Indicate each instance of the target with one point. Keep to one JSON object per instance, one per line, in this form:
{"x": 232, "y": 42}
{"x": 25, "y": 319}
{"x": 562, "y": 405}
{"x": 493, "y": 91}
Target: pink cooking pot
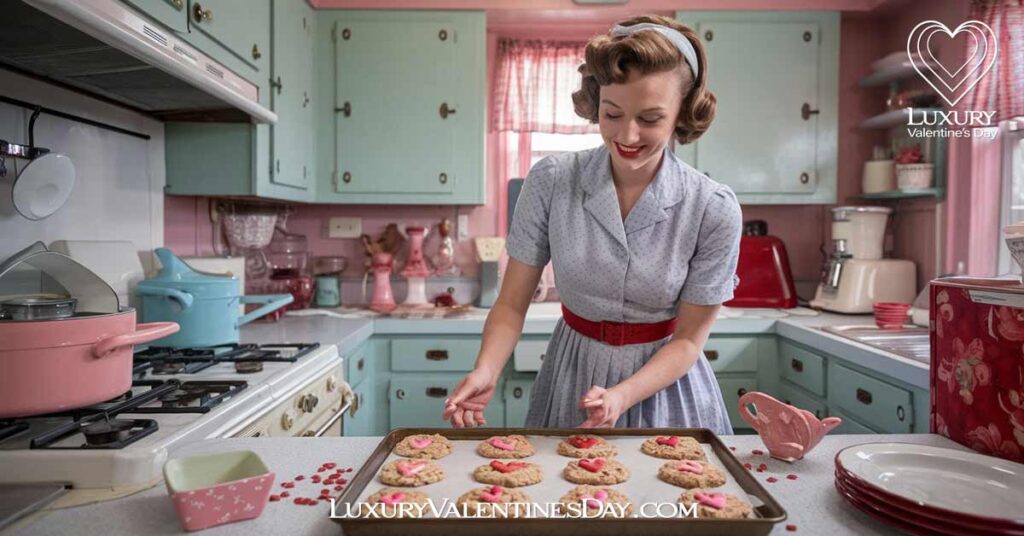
{"x": 62, "y": 364}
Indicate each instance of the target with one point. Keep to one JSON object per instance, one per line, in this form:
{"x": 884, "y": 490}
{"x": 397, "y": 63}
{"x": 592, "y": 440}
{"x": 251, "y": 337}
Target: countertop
{"x": 541, "y": 320}
{"x": 811, "y": 501}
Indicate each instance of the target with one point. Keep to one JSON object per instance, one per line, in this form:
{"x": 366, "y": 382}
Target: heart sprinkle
{"x": 409, "y": 468}
{"x": 492, "y": 495}
{"x": 420, "y": 443}
{"x": 715, "y": 500}
{"x": 592, "y": 464}
{"x": 690, "y": 466}
{"x": 671, "y": 441}
{"x": 507, "y": 467}
{"x": 392, "y": 499}
{"x": 582, "y": 443}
____________________
▸ What to do
Revise all of the rows above by replacing "instance" with "occurrence" at every occurrence, keeping everything else unchanged. Leave the pictures out of your answer.

▸ Response to this exercise
Indicate each occurrence of the target with one point. Keep to one JSON object per occurrence, one per line, in this form:
{"x": 232, "y": 42}
{"x": 25, "y": 319}
{"x": 562, "y": 405}
{"x": 493, "y": 91}
Target: pink cooking pot
{"x": 62, "y": 364}
Indicate each occurrence of the target with one point. Keep to one JSON object per occurrence, one per line, in this form:
{"x": 884, "y": 490}
{"x": 397, "y": 63}
{"x": 592, "y": 440}
{"x": 251, "y": 337}
Target: countertop
{"x": 541, "y": 320}
{"x": 811, "y": 501}
Indicate each occurrence of the target with one point. Keep to one JSON object per occurrence, one per line, in this form:
{"x": 366, "y": 382}
Target: heart sprinkle
{"x": 409, "y": 468}
{"x": 492, "y": 495}
{"x": 420, "y": 443}
{"x": 715, "y": 500}
{"x": 592, "y": 464}
{"x": 690, "y": 466}
{"x": 671, "y": 441}
{"x": 507, "y": 467}
{"x": 392, "y": 499}
{"x": 582, "y": 443}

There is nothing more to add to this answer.